* Provided passage

____

Tags: food trends | avocado toast | poke | pumpkin spice

Newsmax's Top 5 Food Trends of the Decade

Newsmax's Top 5 Food Trends of the Decade
(Robyn Mackenzie/Dreamstime.com)

By    |   Friday, 27 December 2019 05:28 PM

Every decade seems to bring with it its own individual food trends making that period unique — with some hits and a few notable misses along the way.

The 1950s brought us a memorable miss in the form of Jell-O salads, while the decade after saw another that continues to be brought out around the holidays to this day with mixed reviews: Green bean casserole.

Casseroles of every description were big in the mid-20th century. If a woman didn’t have at least a dozen go-to casserole recipes she could whip up on a moment’s notice, her marriage prospects were considered to be pretty nil.

In the years after that, Switzerland gave America fondue — along with another reason to have parties. Partygoers gathered around steaming pots of oil, melted cheese, and melted chocolate, armed with extra-long forks to dip chunks of meat, bread, fruits, and vegetables while guzzling wine.

Later still came quiche, brought to us this time by the French, which was basically an unsweetened custard poured into a pie shell along with cheese, vegetables, seafood, and/or meat. Its departure from the masculine basics of “meat and potatoes” prompted the publication of a book, “Real Men Don’t Eat Quiche.”

But what about the last decade — the 2010s? At the same time experts predict that 50 percent of Americans will be obese within the next decade, Americans are fighting back.

____

* Information provided
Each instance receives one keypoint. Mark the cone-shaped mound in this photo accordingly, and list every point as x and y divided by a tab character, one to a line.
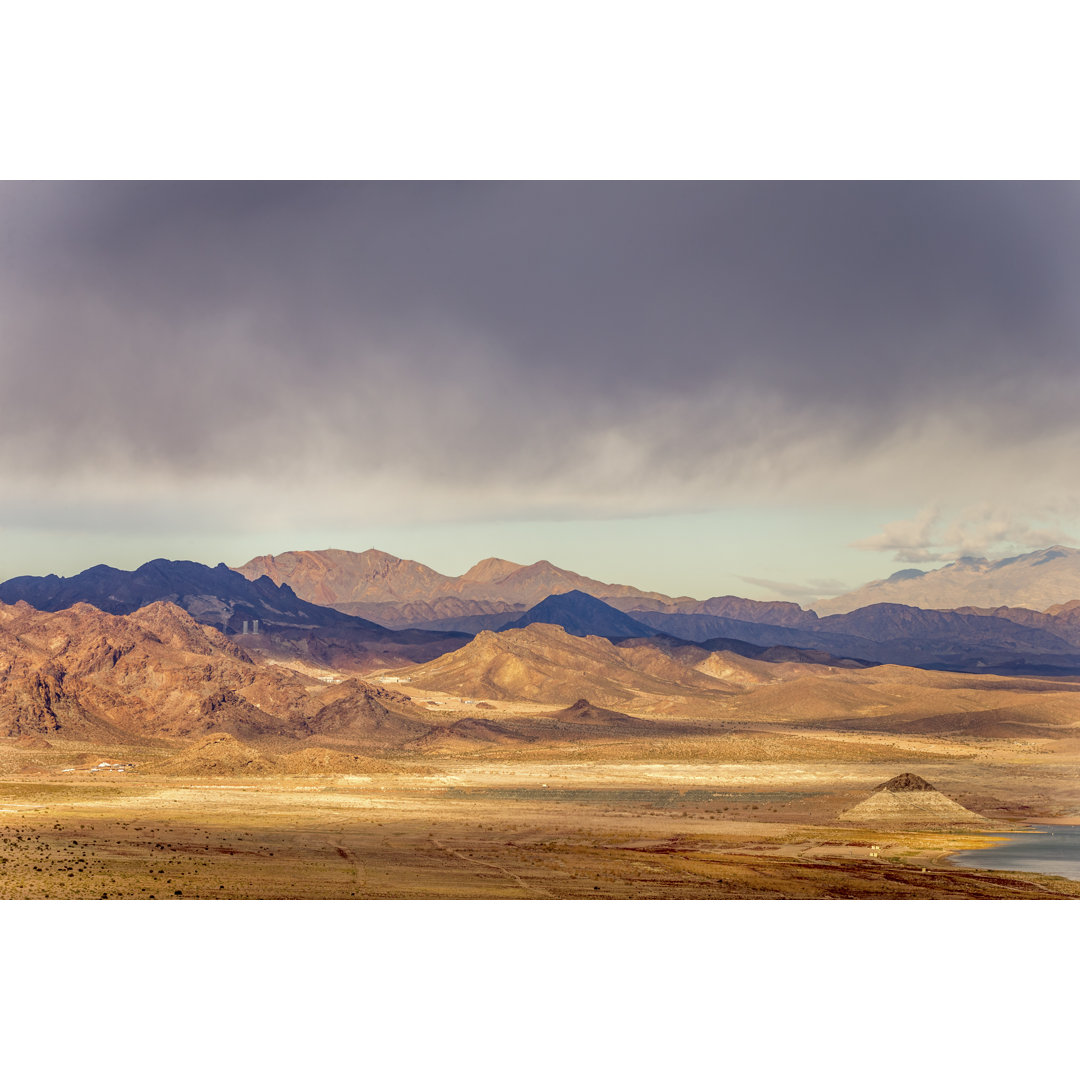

____

* Parts of the exercise
[1] Copy the food trends article word for word, from "Later still came" up to and including "are fighting back.".
[2] Pick up the food trends article after its final sentence and keep writing.

* Written responses
[1]
Later still came quiche, brought to us this time by the French, which was basically an unsweetened custard poured into a pie shell along with cheese, vegetables, seafood, and/or meat. Its departure from the masculine basics of “meat and potatoes” prompted the publication of a book, “Real Men Don’t Eat Quiche.”

But what about the last decade — the 2010s? At the same time experts predict that 50 percent of Americans will be obese within the next decade, Americans are fighting back.

[2]
A running battle that has gone back and forth from one decade to the next: which is better, margarine or butter? Each side has had its occasional time in the sun as victor.

The answer provided during the last decade is neither butter nor margarine, but rather healthy fats. From that, the Mediterranean diet is now the rage, with an emphasis on fish, fresh fruits, vegetables, and olive oil in place of butter.

Given that, here are five of the top food trends of the 2010’s.

Avocado Toast

Avocados are another source of healthy fat, and as the term implies, all one has to do is basically mash up an avocado and spread it on a piece of toasted bread. Think of it as a healthy alternative to cinnamon toast, which was popular in the mid-20th century.

Given that cinnamon toast is made with sugar and cinnamon sprinkled on a piece of heavily-buttered toasted bread, one wonders why the coming decade will usher in an obese America. That should have happened after the 1950s.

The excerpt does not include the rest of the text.